Medical Verdicts

Colon cancer screening comes too late . . . A drug reaction with lasting consequences . . . More

Author and Disclosure Information

The cases in this column are selected by the editors of The Journal of Family Practice from Medical Malpractice: Verdicts, Settlements & Experts, with permission of the editor, Lewis Laska ( The information about the cases presented here is sometimes incomplete; pertinent details of a given situation therefore may be unavailable. Moreover, the cases may or may not have merit. Nevertheless, these cases represent the types of clinical situations that typically result in litigation.


Colon cancer screening comes too late

AFTER 14 YEARS OF TREATMENT by her physician, a 73-year-old woman with a medical history that included chronic obstructive pulmonary disease and major depression underwent her first colonoscopy. It revealed colon cancer. The patient died about a year and a half later.

PLAINTIFF’S CLAIM No information about the plaintiff’s claim is available.

Task instructions:
Reproduce the medical verdicts passage word for word, between "The cases in" and "result in litigation.", inclusive.

Extracted material:
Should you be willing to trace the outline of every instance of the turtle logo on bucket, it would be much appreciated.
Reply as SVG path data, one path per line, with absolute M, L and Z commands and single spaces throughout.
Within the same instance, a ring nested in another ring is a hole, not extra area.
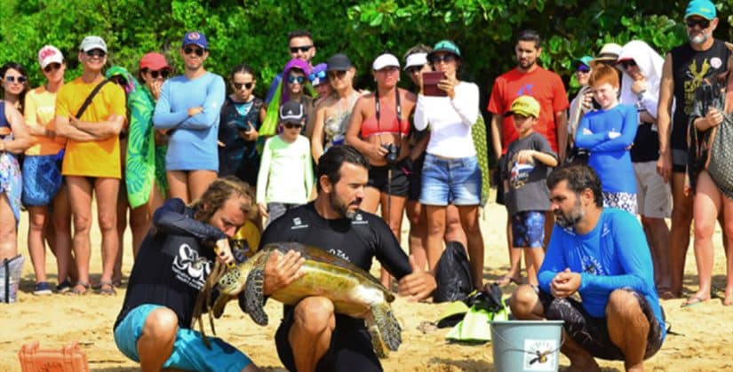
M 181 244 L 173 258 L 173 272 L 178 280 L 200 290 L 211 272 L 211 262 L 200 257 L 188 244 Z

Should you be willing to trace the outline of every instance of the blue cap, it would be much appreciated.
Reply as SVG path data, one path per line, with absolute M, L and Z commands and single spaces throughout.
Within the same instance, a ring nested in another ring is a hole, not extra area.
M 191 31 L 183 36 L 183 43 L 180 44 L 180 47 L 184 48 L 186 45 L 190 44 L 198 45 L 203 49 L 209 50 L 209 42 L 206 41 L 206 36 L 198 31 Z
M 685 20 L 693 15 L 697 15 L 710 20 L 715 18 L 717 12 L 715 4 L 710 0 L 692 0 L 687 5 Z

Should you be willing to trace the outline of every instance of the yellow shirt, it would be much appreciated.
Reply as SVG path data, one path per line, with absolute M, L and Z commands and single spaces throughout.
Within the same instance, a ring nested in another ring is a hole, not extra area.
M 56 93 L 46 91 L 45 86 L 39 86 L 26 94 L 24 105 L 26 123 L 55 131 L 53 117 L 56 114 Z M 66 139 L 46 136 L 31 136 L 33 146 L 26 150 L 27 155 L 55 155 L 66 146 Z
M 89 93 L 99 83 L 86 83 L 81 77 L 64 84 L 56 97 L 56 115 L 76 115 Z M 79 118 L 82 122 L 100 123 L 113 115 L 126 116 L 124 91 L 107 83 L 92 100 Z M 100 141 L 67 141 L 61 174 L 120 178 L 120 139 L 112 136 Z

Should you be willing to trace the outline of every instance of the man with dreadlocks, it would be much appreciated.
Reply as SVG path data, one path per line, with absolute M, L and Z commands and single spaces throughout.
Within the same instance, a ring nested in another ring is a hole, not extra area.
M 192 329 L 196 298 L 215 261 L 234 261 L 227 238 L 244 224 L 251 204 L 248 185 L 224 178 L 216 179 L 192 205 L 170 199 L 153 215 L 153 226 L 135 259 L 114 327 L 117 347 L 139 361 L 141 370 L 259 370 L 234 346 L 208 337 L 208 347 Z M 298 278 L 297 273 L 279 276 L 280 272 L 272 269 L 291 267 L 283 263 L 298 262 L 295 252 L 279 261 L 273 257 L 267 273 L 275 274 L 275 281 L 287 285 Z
* * *
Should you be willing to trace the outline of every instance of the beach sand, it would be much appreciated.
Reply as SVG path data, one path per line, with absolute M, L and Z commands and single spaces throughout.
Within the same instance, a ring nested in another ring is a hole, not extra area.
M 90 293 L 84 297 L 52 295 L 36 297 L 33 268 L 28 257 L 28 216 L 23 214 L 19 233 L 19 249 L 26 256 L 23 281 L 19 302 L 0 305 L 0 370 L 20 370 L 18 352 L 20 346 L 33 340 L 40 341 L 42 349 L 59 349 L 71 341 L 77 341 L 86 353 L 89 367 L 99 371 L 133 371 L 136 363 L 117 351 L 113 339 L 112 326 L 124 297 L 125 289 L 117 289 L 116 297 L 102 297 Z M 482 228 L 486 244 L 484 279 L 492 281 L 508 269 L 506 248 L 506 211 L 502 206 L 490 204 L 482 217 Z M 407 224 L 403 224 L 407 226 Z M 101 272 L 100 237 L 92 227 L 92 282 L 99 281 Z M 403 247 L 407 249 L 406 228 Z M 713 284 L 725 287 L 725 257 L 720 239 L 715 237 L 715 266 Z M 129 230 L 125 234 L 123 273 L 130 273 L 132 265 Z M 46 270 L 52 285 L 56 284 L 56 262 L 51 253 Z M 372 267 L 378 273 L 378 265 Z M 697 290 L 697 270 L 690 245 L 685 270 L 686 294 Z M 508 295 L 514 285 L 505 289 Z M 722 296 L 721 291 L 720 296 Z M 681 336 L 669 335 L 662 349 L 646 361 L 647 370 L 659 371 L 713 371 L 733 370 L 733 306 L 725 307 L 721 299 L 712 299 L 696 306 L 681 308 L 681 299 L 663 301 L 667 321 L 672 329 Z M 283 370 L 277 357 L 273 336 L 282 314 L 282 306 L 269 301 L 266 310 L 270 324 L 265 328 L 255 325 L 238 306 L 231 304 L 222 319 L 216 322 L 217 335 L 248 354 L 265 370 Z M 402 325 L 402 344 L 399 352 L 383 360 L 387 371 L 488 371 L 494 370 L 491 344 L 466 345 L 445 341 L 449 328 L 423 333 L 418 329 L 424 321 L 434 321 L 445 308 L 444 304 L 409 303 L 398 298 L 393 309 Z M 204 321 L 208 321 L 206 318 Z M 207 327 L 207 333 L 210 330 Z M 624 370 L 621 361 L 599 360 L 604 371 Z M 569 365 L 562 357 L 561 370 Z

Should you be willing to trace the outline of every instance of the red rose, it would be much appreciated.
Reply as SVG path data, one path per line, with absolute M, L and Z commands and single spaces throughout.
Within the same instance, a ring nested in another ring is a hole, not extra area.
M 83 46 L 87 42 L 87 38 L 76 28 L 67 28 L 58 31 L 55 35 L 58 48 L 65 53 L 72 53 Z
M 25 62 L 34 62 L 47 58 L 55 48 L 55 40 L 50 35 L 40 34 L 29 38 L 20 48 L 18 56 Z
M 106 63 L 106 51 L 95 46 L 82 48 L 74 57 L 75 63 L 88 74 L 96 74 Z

Solution:
The cases in this column are selected by the editors of The Journal of Family Practice from Medical Malpractice: Verdicts, Settlements & Experts, with permission of the editor, Lewis Laska ( The information about the cases presented here is sometimes incomplete; pertinent details of a given situation therefore may be unavailable. Moreover, the cases may or may not have merit. Nevertheless, these cases represent the types of clinical situations that typically result in litigation.